The second program, GlyphAgo (SPT-320), tackles a different frustration. Agomelatine is an antidepressant sold in Europe as Valdoxan that works through melatonin receptors and serotonin pathways. It's effective, but it can damage your liver, requiring regular blood tests that both doctors and patients hate. Seaport's version aims to deliver the same therapeutic punch with far less liver exposure. They reported positive Phase 1 data in April 2026, and they're heading into trials for generalized anxiety disorder.
There's also a third asset, SPT-348, a non-psychedelic derivative of LSD designed for rapid-acting antidepressant effects. Yes, you read that correctly: LSD without the trip. Welcome to 2026.
The timing of this IPO tells a bigger story about what's happening in biotech markets right now.
After two brutal years of dried-up funding and pulled offerings, the IPO window has cracked open again in 2026. More biopharma IPOs have priced above $500 million in valuation so far this year than in all of 2025, according to Morningstar. Market advisors expect roughly 30 to 35 biotech IPOs this year, a significant jump.
But the window is selective. Investors aren't buying everything that moves. They want clinical-stage companies with real data, clear catalysts, and management teams that have done this before. Seaport checks every box.
The CNS angle adds extra intrigue. A wave of blockbuster drugs will lose patent protection between 2025 and 2030, and big pharma desperately needs to refill its pipeline. Neuroscience, long considered too risky for most acquirers, is suddenly looking attractive again. Novartis recently partnered with a brain-delivery platform startup called Sironax. J&J continues expanding its CNS franchise. The M&A backdrop is giving public investors confidence that even if a CNS biotech stumbles in trials, a buyout could still bail them out.
That kind of exit activity acts like a safety net under IPO investors.
Let's be honest: this is still a pre-Phase 3 company valued near $1 billion at IPO. That's a lot of faith baked into early-stage science.

EXTRACTED INFORMATION:
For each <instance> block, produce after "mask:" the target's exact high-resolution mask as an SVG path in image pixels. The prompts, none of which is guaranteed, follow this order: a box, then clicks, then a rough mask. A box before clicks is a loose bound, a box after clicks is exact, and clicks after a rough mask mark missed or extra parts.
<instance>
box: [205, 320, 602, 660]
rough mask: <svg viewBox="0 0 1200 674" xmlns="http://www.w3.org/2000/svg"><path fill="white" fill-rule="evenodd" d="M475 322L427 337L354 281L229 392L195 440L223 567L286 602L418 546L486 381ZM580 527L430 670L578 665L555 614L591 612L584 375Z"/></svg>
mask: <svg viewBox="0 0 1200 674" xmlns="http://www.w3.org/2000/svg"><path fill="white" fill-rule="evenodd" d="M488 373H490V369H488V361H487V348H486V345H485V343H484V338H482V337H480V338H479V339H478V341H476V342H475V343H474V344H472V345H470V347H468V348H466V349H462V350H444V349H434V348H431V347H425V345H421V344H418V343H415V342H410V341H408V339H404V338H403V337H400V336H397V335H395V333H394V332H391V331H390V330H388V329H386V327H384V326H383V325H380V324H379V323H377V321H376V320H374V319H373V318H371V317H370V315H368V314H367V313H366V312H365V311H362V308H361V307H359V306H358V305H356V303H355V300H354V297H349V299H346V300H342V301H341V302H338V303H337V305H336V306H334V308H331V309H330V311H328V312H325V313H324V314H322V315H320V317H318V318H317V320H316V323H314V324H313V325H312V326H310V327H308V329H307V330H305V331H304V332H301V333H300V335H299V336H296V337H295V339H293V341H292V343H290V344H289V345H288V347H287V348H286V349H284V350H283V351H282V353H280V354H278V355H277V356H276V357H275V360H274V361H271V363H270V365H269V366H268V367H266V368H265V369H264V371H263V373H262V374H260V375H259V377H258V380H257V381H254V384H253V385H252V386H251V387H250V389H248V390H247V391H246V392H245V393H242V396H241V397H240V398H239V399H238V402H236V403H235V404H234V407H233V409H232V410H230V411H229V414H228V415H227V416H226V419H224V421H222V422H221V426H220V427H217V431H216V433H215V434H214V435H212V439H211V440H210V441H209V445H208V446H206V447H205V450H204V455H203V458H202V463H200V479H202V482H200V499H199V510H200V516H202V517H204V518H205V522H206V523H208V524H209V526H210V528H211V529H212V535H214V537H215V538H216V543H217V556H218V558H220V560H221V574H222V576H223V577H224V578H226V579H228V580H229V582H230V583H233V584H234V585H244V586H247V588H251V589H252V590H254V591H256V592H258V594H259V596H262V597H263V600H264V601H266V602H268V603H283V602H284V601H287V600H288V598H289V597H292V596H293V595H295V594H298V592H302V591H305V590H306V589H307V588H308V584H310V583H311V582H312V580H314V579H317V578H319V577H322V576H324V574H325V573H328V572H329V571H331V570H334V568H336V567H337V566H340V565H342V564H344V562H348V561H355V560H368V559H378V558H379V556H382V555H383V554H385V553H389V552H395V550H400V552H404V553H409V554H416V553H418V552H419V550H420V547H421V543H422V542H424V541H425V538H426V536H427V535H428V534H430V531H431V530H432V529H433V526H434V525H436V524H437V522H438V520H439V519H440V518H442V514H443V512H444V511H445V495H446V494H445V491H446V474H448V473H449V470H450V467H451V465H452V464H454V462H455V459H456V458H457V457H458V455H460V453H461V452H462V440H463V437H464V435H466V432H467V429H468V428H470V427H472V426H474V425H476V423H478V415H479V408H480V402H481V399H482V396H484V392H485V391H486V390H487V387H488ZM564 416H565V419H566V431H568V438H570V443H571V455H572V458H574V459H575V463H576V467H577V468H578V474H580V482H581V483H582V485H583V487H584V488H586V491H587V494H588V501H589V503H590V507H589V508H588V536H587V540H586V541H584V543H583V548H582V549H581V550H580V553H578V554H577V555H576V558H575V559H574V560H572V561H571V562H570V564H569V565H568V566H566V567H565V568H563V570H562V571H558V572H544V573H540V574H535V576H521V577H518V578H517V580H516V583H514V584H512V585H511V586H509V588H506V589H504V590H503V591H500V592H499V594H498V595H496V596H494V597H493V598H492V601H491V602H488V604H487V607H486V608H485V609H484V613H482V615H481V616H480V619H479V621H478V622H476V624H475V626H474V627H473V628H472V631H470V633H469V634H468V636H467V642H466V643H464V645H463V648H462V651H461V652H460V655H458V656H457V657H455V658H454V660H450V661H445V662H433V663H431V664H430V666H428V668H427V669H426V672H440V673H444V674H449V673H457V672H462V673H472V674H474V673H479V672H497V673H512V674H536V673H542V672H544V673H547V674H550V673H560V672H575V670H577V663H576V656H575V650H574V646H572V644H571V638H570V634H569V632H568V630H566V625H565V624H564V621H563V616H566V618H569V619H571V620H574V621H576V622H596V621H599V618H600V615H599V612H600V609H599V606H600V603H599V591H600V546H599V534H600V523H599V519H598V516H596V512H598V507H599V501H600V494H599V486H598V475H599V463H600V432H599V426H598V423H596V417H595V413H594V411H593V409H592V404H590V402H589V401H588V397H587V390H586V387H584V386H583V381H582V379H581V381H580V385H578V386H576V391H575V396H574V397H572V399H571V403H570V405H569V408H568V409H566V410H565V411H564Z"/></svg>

WHAT YOU WILL DO:
1: In the article on Seaport's IPO, when did Seaport report positive Phase 1 data for GlyphAgo?
2: Carry on the article about Seaport's IPO from its last sentence.

ANSWERS TO THE PROBLEMS:
1: April 2026

2:
CNS trials are notoriously unpredictable. Depression studies, in particular, are plagued by high placebo response rates (patients who get sugar pills often improve significantly, making it hard to prove the drug itself works). Seaport knows this; they've published meta-analyses on placebo effects in depression and anxiety trials and claim to be designing their studies to minimize the problem. Whether that works in practice is another question entirely.
The competitive landscape is also getting crowded. Sage and Biogen have zuranolone, their own oral neurosteroid for depression. Axsome's Auvelity is already on the market. COMPASS Pathways is pushing psilocybin therapy through Phase 3. J&J's Spravato (esketamine nasal spray) set the benchmark for rapid-acting treatments. Seaport isn't entering an empty field; it's joining a race that's well underway.
And while $255 million sounds like a war chest, CNS trials are expensive and long. This capital likely funds the company through its key Phase 2 readouts, but probably not all the way through registration. A follow-on offering is almost certainly in the future.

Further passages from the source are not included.